====== Material ======
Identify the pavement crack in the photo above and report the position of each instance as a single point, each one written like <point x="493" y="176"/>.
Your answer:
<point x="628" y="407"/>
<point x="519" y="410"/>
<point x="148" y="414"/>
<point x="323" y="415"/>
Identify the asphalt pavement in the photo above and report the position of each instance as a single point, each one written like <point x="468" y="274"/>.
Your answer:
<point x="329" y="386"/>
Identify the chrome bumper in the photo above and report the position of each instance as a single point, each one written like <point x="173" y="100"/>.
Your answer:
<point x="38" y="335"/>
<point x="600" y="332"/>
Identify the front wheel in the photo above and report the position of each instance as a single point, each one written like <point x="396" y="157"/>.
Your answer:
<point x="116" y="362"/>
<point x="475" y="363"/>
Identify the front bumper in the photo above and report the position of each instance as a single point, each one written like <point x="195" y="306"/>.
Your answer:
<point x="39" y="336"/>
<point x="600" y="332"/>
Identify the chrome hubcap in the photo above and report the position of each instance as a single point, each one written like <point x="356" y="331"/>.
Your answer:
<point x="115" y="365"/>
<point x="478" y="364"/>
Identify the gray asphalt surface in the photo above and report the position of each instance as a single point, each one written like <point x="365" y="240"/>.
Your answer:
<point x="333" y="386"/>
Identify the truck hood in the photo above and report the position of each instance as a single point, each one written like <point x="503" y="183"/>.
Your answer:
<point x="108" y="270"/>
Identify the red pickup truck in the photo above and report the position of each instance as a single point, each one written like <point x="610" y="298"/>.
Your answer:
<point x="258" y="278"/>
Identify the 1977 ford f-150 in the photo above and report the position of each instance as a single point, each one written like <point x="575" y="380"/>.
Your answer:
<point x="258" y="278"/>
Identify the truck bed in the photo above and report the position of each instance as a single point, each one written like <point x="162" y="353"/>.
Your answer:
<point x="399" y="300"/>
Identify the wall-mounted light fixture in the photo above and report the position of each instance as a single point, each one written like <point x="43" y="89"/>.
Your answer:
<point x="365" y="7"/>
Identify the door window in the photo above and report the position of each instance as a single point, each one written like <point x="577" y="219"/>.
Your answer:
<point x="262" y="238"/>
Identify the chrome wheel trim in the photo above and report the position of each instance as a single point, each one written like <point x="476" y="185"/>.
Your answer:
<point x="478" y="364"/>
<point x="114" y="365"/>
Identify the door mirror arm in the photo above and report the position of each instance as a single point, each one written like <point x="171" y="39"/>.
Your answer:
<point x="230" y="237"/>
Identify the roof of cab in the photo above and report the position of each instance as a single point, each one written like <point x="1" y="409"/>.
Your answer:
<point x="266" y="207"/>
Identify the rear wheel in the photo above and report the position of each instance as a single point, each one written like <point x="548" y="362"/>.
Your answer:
======
→ Given problem: Repeat precisely the lines of the data starting at the one containing "Identify the truck bed", last line included.

→ Result below:
Identify the truck bed in the photo above and report the position of each instance as a single point, each one written like <point x="162" y="353"/>.
Your answer:
<point x="399" y="300"/>
Identify the wall-mounted light fixture in the photo above and report the position of each instance as a single point, each one written like <point x="43" y="89"/>.
Your answer:
<point x="365" y="7"/>
Identify the door window in the photo above and report the position of each instance as a single point, each one written like <point x="577" y="219"/>.
Your answer:
<point x="262" y="238"/>
Identify the chrome wheel trim in the photo above and report the position of each instance as a single point, each one written like <point x="476" y="185"/>.
Your answer:
<point x="478" y="364"/>
<point x="114" y="365"/>
Identify the door mirror arm in the photo above and report the position of each instance as a single point, each one written like <point x="171" y="39"/>.
Your answer:
<point x="230" y="237"/>
Identify the roof of cab in the photo above and report the position of each instance as a single point, each one written like <point x="1" y="409"/>.
Your answer:
<point x="266" y="207"/>
Identify the rear wheel in the photo above and report the position of each instance as a single point, each one written like <point x="548" y="362"/>.
Your answer:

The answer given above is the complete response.